Supplied text:
══════════

States challenge 1992 Supreme Court decision by passing new sales tax laws

States challenge 1992 Supreme Court decision by passing new sales tax laws
In 1992, the United States Supreme Court ruled in Quill Corp. v. North Dakota that states cannot impose sales taxes on retailers unless the retailers have physical presence in the state. But times have changed, and the advent of online retailing recently caused two state legislatures to challenge this decision.

Taxable presence in a state, also known as “nexus,” is a tricky issue that has changed drastically in recent decades at the state and national levels and for both sales and income taxes. Laws that took effect earlier this year in Alabama and South Dakota contradict the 24-year-old Quill decision, indicating that physical presence is not essential to require out-of-state sellers to collect and remit sales taxes.

══════════

Aim of the task:
Answer these from the sales tax text:
(a) In what year did the Supreme Court decide Quill Corp. v. North Dakota?
(b) What other term is used for taxable presence in a state?
(c) Which two states have laws that contradict the Quill decision?

══════════

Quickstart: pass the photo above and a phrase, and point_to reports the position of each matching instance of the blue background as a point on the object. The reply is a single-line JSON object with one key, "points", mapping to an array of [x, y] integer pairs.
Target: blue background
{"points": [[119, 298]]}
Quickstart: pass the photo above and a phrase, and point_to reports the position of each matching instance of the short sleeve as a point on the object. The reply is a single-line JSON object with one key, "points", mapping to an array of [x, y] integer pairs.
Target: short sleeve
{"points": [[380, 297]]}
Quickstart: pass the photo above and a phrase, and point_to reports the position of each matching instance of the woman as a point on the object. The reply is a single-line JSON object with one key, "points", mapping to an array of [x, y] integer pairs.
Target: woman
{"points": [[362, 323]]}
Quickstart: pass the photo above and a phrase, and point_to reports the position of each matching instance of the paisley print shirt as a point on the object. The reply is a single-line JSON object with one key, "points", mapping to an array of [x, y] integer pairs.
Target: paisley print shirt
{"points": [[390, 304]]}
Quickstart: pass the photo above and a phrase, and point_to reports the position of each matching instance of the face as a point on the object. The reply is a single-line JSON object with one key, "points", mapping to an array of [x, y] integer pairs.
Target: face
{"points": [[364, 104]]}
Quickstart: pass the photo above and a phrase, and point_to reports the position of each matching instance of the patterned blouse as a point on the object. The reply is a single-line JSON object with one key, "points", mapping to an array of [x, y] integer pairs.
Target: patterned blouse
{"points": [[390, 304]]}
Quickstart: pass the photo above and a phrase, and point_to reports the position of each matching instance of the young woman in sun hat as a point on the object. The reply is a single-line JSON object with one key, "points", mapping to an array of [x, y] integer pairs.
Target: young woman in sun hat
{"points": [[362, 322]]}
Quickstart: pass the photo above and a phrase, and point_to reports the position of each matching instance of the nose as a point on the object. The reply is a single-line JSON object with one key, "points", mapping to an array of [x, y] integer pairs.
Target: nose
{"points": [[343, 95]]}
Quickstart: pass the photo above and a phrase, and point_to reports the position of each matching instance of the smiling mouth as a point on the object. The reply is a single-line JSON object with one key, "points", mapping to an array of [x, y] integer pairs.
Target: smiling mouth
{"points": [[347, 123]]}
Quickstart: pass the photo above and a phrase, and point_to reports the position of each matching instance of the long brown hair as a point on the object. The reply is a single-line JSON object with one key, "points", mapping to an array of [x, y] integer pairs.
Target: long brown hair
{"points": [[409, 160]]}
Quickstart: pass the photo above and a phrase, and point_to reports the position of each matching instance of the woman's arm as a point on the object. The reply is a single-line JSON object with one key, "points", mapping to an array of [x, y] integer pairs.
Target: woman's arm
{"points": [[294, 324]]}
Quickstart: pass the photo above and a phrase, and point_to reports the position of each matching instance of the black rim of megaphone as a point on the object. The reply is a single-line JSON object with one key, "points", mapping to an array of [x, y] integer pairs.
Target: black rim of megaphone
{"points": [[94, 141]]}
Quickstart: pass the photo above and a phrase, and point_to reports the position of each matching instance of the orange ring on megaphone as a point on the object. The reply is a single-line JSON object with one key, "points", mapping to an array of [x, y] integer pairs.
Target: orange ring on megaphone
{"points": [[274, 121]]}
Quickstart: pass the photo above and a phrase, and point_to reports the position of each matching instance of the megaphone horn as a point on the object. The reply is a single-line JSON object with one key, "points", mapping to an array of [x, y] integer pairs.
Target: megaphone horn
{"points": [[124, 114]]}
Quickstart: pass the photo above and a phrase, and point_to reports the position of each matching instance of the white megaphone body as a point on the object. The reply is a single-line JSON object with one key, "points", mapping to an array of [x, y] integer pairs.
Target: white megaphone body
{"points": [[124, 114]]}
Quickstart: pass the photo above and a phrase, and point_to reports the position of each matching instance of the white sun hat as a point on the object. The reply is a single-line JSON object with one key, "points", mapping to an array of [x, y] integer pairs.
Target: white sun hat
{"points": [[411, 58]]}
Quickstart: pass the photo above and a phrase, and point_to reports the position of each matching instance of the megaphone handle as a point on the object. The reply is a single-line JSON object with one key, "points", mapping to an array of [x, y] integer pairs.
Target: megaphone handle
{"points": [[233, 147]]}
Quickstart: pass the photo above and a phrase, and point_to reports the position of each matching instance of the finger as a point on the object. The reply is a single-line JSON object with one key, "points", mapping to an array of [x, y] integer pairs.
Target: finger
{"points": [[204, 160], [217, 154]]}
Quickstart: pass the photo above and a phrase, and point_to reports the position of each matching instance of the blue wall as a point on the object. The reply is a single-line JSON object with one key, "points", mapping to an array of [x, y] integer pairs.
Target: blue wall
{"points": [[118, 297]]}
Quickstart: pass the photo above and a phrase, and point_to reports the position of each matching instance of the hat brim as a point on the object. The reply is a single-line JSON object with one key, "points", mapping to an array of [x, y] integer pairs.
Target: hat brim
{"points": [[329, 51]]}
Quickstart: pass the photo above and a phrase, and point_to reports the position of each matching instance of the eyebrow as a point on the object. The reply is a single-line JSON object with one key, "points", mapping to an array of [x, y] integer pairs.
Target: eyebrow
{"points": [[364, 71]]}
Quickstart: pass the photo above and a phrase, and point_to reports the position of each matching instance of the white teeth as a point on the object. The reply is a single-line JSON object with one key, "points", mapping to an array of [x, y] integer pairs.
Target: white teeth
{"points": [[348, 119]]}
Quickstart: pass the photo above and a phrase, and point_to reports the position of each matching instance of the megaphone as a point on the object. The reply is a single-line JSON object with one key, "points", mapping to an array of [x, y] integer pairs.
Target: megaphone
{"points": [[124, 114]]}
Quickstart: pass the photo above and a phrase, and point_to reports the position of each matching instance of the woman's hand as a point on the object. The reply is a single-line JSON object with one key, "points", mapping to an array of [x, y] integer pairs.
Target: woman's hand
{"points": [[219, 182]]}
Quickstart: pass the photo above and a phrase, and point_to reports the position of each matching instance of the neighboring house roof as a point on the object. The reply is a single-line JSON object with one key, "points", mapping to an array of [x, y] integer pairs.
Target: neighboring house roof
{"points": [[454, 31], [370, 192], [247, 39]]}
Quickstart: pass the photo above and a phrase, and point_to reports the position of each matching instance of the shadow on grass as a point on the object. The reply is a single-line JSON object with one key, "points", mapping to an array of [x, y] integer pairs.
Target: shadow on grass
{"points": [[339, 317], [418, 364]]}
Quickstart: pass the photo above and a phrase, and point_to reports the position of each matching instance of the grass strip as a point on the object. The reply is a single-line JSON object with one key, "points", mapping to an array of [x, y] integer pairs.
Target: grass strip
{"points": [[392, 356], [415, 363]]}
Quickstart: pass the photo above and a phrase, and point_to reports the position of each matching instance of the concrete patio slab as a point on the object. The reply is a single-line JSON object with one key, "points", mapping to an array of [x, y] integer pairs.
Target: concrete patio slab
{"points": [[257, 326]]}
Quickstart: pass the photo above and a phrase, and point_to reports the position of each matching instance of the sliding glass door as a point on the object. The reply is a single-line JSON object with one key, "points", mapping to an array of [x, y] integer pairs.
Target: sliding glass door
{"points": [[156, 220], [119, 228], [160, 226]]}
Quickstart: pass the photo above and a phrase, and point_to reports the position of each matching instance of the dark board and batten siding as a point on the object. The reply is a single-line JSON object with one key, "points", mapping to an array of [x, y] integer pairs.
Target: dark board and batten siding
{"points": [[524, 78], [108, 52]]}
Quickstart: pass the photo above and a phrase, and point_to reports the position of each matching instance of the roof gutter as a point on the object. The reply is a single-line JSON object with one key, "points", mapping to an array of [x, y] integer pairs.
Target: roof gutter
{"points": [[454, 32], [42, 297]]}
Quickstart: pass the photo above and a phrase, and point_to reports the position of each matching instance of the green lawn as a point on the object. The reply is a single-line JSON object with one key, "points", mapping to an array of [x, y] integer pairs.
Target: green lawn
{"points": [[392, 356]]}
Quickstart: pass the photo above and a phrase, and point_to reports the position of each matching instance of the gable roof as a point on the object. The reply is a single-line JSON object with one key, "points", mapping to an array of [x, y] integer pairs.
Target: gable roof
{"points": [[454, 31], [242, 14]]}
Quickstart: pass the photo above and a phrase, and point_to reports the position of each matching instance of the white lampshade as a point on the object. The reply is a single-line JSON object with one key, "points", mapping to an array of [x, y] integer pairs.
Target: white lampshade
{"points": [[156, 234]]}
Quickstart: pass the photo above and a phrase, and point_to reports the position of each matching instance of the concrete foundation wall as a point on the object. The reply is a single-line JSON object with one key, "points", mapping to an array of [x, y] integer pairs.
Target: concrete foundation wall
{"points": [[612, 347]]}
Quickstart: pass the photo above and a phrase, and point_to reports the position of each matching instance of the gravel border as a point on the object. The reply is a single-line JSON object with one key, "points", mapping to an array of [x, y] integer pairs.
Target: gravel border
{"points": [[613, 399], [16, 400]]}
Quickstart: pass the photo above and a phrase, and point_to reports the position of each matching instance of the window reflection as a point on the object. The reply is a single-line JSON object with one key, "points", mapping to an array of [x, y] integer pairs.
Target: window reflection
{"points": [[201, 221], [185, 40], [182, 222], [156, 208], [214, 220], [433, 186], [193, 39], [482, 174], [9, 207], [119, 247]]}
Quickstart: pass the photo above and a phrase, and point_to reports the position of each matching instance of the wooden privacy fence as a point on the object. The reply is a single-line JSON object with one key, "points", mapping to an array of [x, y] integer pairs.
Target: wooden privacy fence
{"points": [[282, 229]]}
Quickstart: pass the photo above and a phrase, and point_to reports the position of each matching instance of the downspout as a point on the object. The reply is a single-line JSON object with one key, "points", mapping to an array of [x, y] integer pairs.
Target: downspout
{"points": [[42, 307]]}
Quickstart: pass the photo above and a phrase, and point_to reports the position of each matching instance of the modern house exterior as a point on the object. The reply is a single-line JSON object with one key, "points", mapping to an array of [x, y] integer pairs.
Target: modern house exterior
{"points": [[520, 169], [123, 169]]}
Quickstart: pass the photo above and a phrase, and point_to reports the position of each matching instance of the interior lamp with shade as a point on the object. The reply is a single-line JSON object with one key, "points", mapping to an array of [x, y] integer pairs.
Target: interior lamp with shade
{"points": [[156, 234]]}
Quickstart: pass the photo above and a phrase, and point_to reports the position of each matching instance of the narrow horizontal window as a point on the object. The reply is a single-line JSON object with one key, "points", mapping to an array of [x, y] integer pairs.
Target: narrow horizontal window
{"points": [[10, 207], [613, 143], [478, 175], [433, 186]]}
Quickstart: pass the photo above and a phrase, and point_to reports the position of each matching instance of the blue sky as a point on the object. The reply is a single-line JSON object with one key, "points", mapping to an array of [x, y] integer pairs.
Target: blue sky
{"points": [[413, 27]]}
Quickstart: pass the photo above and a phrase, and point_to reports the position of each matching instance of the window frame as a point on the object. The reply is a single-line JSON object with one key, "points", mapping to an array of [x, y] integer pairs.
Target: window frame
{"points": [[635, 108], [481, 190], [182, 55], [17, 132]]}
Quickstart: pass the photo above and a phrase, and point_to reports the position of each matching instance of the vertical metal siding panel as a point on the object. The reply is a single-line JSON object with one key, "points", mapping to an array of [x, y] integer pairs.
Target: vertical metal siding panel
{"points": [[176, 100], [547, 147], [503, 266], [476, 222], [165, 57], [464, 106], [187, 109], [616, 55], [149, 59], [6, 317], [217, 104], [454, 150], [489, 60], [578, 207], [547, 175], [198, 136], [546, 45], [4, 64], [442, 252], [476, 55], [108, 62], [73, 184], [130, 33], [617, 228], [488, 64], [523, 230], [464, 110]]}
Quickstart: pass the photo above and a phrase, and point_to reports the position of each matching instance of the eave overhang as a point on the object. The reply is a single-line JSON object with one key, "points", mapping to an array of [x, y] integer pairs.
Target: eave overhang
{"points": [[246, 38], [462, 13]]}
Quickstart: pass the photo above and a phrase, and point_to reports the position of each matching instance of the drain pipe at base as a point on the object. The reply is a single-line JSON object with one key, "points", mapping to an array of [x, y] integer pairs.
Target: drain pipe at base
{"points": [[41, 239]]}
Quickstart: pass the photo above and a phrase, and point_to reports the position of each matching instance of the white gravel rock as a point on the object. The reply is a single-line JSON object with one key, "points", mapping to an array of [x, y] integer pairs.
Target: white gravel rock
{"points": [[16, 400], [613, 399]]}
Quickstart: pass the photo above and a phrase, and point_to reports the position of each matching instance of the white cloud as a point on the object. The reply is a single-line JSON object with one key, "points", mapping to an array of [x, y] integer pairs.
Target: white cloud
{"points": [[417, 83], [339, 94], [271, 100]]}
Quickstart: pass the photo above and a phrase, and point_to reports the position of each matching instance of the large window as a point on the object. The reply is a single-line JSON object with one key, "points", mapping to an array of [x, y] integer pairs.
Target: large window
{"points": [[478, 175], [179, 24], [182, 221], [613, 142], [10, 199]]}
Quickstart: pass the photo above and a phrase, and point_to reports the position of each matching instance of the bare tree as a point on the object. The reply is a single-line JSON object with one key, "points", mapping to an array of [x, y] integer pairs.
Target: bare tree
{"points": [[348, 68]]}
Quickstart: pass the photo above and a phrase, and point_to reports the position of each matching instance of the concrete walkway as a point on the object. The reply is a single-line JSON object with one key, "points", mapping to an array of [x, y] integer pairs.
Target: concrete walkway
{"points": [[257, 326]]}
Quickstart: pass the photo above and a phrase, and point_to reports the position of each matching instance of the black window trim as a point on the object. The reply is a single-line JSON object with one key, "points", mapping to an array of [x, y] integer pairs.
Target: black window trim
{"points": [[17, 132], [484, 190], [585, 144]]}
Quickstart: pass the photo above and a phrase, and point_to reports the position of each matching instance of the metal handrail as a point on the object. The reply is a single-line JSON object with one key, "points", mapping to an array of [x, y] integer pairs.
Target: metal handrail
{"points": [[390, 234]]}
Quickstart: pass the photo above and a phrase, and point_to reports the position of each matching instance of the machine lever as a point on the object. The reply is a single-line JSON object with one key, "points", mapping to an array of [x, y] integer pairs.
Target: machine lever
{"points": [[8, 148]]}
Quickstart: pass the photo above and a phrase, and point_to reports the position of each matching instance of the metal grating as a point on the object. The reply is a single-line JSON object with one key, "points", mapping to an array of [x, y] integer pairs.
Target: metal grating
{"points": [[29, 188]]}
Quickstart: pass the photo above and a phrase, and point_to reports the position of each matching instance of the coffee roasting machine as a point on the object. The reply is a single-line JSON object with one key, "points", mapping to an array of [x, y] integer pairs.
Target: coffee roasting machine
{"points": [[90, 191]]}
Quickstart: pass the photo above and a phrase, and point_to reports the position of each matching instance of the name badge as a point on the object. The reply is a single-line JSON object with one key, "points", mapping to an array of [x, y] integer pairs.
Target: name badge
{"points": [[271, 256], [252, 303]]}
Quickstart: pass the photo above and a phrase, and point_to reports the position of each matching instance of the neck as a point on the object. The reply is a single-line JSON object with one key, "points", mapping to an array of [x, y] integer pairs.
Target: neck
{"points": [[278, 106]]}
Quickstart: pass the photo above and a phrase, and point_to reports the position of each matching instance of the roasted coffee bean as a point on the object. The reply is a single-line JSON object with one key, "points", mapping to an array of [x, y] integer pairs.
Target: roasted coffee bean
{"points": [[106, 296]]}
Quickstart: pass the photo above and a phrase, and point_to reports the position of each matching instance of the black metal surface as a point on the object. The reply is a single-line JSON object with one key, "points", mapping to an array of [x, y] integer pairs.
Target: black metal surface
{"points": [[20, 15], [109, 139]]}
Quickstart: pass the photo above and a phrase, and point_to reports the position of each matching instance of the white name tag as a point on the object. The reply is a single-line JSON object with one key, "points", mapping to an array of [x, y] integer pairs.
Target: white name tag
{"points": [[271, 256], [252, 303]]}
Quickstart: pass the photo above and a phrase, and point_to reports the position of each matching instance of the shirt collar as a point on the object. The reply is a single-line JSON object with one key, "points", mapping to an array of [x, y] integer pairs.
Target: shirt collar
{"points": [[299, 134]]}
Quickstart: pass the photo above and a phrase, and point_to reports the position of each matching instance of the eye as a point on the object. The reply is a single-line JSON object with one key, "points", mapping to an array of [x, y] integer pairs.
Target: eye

══════════

Result:
(a) 1992
(b) Nexus
(c) Alabama and South Dakota